DOCUMENT SEGMENT:
══════════════════════════════
If a property is supposed to look like a field, act like a field and quack like a field, then there is no good reason why you should ever be unable to pass a property with both read and write access to a var parameter.  If they both point to the same internal field, then it's a trivial operation.  Otherwise, the compiler should retrieve the read value into a temporary variable on the stack, pass it to the function, and then after the call returns send its result to the write value specified for the property.  I have no idea why Delphi doesn't do it this way
The reason is that such a copy/copy back approach has different behaviour than call-by-reference under certain circumstances, because the change to the parameter is only visible outside the procedure after it returns.
══════════════════════════════
Continue the discussion of passing Delphi properties as var parameters, picking up after its last sentence. The material that comes next has no connection to the text above.

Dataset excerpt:
══════════════════════════════
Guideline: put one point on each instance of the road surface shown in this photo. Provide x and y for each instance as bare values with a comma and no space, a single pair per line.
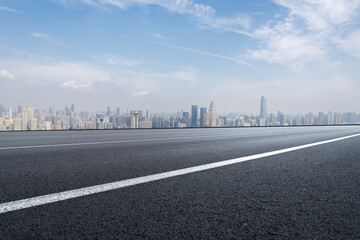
232,183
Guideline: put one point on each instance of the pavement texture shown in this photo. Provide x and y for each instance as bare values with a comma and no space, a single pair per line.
312,193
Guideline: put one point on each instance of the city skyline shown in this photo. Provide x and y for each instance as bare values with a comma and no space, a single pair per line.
30,118
150,54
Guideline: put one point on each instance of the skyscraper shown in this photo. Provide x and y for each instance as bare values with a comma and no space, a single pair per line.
134,122
263,108
202,113
194,115
212,114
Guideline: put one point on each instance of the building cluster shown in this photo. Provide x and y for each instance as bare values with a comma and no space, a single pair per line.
29,118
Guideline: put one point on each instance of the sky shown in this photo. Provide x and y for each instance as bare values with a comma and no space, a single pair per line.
166,55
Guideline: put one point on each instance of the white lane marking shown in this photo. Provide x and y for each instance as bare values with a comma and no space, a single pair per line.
124,141
61,196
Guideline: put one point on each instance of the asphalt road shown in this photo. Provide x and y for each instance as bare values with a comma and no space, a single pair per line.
310,193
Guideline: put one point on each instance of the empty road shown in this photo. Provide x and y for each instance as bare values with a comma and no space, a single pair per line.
225,183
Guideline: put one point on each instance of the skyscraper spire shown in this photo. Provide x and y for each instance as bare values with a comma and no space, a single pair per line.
212,114
263,108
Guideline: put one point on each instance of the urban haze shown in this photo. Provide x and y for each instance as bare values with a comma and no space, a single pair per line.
215,119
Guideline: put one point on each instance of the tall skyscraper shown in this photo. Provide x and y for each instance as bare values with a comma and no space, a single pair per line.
212,114
263,108
108,111
134,122
194,115
202,113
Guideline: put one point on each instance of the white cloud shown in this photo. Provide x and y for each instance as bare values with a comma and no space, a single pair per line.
66,74
6,75
140,93
235,60
204,14
349,43
322,14
3,8
157,35
39,35
119,61
46,36
307,33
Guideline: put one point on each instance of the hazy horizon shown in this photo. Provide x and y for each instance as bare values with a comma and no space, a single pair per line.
164,56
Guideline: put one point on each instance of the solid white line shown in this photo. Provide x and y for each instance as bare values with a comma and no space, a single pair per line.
61,196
══════════════════════════════
RIGHT ANSWER:
Simple example:
Code: [Select]
type
  tc = class
   private
    fl: longint;
   protected
    procedure setl(value: longint);
    function getl: longint;
  public
    property l: read getl write setl;
    procedure doit(var a: longint);
    procedure helper;
  end;

procedure tc.doit(var a: longint);
  begin
    a:=5;
    helper;
  end;

procedure tc.helper;
  begin
    writeln(l);
  end;

...
var
  c: tc;
begin
  c:=tc.create;
  c.l:=10;
  c.doit(c.l);
end.

(this is a contrived example, but in complex programs similar constructions can easily occur).

In case of call-by-reference (e.g., if the property would directly map to the field), tc.helper will write out 5. In case of copy/copy-back, tc.helper writes out 10 (because the 5 hasn't been copied back to the field yet).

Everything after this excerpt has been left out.